§ **Your assignment**
A picture-free, exact reproduction of the listing that follows is required.

§ **Provided data**
*** Block opens ***

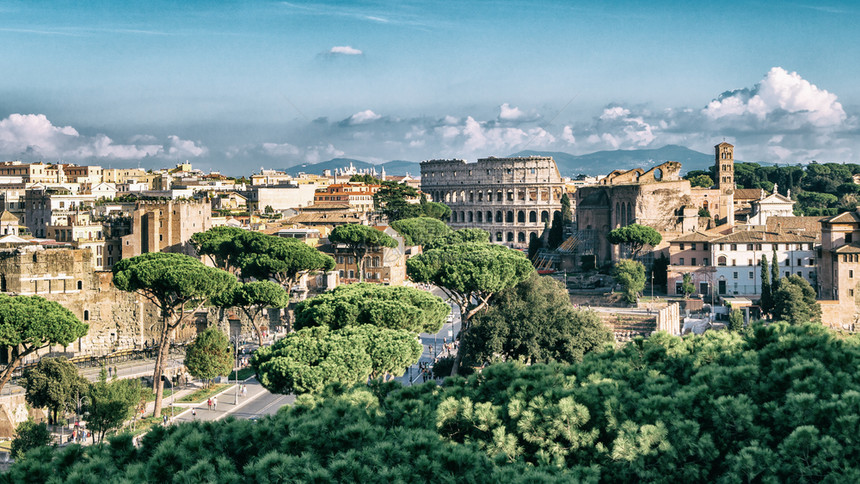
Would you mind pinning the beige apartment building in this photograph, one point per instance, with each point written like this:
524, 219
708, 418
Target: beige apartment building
166, 226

*** Block closes ***

§ **Answer for this exercise**
Would you mind pinning the beige apartment building in this photograph, one point per instance, with each point written like this:
524, 219
708, 418
Target: beige apartment building
166, 226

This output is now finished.